* **REGISTROS DE ORIGEM**
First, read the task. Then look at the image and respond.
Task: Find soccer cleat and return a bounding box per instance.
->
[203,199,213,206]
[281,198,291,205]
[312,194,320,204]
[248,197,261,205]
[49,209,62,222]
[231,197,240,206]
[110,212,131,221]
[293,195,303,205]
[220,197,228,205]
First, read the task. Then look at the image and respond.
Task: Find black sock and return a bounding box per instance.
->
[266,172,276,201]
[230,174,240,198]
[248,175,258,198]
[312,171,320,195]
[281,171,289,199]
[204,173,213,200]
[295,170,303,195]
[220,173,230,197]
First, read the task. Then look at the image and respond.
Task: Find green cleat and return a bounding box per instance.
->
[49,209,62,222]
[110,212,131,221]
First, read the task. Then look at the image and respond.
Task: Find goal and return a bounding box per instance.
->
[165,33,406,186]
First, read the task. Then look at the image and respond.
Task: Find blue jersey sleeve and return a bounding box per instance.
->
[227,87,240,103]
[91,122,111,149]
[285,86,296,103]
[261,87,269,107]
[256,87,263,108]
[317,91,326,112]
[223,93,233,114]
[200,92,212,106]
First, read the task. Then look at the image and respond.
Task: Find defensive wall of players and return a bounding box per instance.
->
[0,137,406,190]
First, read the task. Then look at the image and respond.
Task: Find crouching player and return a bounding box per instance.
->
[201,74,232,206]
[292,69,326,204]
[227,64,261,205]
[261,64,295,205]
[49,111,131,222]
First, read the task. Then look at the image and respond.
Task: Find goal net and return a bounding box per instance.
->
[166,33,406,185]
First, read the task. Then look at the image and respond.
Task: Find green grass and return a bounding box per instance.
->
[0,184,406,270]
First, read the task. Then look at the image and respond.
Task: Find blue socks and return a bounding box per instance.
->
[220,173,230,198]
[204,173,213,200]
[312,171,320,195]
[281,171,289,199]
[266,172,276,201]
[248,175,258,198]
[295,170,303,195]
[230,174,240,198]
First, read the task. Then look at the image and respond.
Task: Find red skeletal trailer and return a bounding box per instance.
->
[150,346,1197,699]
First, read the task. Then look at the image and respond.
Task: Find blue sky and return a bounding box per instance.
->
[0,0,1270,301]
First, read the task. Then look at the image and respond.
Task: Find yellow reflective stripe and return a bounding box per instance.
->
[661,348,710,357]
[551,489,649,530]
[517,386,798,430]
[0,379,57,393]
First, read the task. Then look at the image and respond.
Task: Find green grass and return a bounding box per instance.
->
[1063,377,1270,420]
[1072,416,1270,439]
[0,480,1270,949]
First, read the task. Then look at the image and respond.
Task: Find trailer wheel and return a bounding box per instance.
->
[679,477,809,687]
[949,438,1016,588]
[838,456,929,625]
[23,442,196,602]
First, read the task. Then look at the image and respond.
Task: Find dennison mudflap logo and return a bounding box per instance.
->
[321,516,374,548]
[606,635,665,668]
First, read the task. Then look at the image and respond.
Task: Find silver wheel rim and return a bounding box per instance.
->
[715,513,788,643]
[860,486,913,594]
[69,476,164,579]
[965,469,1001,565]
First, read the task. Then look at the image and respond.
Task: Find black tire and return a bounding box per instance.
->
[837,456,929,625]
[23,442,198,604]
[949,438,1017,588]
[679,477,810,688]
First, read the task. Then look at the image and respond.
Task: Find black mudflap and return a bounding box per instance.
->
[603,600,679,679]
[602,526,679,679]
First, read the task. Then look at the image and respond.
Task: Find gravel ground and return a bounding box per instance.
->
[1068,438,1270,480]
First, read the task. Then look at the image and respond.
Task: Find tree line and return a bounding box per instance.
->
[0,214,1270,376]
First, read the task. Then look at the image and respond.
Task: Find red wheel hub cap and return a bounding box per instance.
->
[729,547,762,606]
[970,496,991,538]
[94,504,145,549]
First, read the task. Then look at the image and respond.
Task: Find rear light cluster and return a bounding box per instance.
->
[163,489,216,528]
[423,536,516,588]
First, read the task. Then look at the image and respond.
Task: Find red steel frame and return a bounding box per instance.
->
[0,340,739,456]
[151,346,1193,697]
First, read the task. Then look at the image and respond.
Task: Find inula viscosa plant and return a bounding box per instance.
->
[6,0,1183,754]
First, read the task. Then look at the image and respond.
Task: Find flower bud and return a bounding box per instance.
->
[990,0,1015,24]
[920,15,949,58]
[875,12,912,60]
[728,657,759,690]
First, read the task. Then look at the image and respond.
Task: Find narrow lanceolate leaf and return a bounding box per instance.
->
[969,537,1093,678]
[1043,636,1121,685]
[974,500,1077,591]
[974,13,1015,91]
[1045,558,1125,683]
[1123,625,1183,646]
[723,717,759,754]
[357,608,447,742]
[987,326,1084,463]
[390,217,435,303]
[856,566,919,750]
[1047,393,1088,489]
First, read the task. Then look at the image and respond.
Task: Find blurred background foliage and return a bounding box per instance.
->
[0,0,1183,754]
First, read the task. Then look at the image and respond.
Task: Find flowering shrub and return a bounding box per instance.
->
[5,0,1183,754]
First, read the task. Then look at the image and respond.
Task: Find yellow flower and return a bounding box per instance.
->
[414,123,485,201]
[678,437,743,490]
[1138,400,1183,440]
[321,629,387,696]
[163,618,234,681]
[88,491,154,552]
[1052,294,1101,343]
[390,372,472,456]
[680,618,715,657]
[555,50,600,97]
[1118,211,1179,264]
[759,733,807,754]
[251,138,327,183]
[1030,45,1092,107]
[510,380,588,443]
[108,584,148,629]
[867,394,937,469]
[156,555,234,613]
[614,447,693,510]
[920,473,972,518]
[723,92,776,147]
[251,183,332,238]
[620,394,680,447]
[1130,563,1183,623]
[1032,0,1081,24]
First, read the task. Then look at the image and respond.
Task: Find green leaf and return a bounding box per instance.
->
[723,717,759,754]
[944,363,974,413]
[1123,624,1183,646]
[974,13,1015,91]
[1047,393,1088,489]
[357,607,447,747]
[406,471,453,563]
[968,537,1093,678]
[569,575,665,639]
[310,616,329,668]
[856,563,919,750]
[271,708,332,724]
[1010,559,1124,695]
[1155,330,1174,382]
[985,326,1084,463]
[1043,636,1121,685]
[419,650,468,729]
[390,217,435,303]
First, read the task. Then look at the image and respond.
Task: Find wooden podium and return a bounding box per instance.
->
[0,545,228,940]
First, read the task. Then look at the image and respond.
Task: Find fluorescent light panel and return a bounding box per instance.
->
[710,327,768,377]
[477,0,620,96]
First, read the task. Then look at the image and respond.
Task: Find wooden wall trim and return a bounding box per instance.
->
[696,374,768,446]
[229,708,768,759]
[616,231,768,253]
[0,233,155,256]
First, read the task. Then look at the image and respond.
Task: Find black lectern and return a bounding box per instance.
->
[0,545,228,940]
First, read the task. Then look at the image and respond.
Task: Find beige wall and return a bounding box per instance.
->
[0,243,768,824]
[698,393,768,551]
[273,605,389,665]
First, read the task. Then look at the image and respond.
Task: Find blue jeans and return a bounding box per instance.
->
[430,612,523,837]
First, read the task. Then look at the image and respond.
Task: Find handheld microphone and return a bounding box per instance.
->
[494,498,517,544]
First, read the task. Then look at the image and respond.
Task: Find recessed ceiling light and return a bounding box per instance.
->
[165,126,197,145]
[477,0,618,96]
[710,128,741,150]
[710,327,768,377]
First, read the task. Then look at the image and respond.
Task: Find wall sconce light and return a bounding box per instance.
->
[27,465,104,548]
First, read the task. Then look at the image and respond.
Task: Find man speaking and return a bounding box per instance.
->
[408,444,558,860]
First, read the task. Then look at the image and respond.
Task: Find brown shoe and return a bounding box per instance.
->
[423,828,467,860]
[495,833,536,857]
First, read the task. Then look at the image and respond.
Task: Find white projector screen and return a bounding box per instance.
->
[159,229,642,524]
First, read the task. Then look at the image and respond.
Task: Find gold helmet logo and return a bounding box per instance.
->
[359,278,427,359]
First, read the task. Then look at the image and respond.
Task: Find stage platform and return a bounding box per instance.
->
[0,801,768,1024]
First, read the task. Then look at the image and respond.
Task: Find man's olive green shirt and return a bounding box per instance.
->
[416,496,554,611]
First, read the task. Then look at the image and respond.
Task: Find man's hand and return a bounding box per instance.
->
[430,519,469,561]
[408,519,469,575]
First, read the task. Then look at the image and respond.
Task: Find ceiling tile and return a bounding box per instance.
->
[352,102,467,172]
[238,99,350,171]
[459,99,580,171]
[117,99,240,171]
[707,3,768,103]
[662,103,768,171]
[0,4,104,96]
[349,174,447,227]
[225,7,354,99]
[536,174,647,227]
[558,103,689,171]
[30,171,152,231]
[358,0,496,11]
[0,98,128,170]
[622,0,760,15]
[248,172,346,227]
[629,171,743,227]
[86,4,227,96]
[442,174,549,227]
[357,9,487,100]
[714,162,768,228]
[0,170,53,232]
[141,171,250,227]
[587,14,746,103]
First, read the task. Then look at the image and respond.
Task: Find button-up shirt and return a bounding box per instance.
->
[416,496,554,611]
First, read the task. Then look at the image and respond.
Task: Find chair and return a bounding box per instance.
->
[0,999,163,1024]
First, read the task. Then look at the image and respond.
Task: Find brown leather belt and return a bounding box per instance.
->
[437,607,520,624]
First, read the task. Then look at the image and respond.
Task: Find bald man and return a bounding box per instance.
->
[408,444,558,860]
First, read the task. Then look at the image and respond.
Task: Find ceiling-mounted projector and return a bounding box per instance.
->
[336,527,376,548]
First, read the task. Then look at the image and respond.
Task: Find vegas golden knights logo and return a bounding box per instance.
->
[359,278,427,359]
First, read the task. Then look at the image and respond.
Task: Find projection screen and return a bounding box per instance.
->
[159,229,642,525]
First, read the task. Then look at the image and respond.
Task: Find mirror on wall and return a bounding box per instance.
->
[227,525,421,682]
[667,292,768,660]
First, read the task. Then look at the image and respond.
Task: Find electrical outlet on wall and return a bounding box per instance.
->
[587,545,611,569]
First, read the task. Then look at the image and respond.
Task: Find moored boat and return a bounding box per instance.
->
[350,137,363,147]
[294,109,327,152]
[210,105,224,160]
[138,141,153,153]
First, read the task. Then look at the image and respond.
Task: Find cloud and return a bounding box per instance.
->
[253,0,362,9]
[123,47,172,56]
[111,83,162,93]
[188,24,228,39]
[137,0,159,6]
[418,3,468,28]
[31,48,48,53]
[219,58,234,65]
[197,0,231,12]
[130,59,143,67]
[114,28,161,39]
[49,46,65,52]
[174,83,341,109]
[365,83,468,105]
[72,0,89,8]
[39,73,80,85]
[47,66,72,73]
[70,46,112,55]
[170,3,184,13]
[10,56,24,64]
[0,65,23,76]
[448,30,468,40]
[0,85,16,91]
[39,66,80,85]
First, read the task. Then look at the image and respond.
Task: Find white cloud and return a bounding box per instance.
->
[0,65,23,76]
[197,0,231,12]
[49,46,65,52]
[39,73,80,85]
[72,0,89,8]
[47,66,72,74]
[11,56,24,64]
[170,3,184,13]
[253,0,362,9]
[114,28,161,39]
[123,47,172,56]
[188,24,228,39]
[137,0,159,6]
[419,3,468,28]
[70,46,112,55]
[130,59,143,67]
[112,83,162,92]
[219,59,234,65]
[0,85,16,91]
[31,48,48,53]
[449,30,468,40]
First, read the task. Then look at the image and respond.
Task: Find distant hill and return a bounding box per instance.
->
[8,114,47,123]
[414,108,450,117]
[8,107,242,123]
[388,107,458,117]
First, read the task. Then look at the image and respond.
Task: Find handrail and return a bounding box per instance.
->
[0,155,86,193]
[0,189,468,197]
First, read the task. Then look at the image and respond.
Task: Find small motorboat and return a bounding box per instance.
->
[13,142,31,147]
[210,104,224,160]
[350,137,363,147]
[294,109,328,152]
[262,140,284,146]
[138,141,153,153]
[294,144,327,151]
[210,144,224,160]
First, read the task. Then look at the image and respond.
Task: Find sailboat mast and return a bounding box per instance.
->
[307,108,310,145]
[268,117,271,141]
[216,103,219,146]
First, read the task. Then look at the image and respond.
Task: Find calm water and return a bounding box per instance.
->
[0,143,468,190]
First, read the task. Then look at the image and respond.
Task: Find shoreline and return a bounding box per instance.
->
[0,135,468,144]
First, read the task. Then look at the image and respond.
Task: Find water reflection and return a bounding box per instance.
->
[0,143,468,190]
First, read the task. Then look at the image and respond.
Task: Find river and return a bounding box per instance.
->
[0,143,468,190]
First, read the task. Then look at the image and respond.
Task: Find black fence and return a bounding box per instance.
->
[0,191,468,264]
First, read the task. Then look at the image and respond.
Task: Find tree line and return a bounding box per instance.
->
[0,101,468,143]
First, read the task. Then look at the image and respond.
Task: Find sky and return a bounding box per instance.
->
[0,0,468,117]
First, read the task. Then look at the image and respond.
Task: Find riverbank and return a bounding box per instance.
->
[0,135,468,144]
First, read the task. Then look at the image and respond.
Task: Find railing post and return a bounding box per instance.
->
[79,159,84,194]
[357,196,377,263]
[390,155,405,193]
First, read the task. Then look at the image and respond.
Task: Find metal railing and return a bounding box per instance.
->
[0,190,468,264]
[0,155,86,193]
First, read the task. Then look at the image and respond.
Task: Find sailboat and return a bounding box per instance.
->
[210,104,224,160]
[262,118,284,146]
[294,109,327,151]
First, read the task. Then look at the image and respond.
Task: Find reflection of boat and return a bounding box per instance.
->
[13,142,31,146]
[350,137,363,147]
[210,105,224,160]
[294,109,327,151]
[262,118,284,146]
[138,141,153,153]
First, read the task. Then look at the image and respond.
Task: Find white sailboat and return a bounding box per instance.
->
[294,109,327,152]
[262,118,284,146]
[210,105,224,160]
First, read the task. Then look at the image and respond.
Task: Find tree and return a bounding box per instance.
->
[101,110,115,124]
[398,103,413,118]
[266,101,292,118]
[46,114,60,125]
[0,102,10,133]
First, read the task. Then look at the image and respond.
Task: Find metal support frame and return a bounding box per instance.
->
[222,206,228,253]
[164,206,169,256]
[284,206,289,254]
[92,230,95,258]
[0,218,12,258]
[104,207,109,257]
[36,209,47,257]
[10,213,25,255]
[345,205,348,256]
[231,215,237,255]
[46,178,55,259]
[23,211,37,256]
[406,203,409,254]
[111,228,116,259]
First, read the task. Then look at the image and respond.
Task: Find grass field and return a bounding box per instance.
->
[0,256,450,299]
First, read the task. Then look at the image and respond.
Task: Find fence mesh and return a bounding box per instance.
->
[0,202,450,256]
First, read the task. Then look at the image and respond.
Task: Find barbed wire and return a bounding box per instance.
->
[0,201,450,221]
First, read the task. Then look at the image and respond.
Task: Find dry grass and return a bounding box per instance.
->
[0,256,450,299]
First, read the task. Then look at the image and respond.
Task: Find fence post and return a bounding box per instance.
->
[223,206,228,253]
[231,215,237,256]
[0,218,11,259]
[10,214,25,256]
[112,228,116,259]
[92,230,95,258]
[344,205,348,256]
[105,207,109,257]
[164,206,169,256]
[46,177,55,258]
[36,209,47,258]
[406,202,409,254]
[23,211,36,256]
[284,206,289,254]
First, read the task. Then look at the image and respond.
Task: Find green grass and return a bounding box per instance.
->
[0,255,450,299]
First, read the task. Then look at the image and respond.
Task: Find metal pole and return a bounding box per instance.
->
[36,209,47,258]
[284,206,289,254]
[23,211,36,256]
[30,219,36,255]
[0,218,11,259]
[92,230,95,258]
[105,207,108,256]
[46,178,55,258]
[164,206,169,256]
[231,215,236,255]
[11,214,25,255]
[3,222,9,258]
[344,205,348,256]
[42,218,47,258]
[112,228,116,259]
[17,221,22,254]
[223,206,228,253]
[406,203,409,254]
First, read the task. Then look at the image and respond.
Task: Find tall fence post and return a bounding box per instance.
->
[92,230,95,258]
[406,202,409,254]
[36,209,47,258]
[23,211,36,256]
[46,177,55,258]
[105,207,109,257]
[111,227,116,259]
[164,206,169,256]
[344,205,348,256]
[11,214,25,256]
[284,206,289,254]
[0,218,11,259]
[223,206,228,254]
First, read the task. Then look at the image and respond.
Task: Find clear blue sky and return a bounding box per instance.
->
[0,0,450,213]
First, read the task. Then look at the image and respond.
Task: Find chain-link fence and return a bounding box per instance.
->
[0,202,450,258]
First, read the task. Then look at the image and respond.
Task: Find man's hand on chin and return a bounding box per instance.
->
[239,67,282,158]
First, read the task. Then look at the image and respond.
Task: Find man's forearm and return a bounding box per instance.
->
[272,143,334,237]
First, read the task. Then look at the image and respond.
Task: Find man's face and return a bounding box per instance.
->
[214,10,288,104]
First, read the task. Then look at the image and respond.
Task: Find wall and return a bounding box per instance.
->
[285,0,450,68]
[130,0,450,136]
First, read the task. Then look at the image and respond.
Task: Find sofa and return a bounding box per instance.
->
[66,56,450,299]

* **TAREFA A REALIZAR**
Quais linhas dos registros acima contêm a palavra "wheel"? Informe cada uma delas copiando-a por inteiro, levando em conta a diferença entre maiúsculas e minúsculas.

* **RESPOSTA ESCRITA**
Task: Find trailer wheel and return a bounding box per instance.
Task: Find silver wheel rim and return a bounding box per instance.
Task: Find red wheel hub cap and return a bounding box per instance.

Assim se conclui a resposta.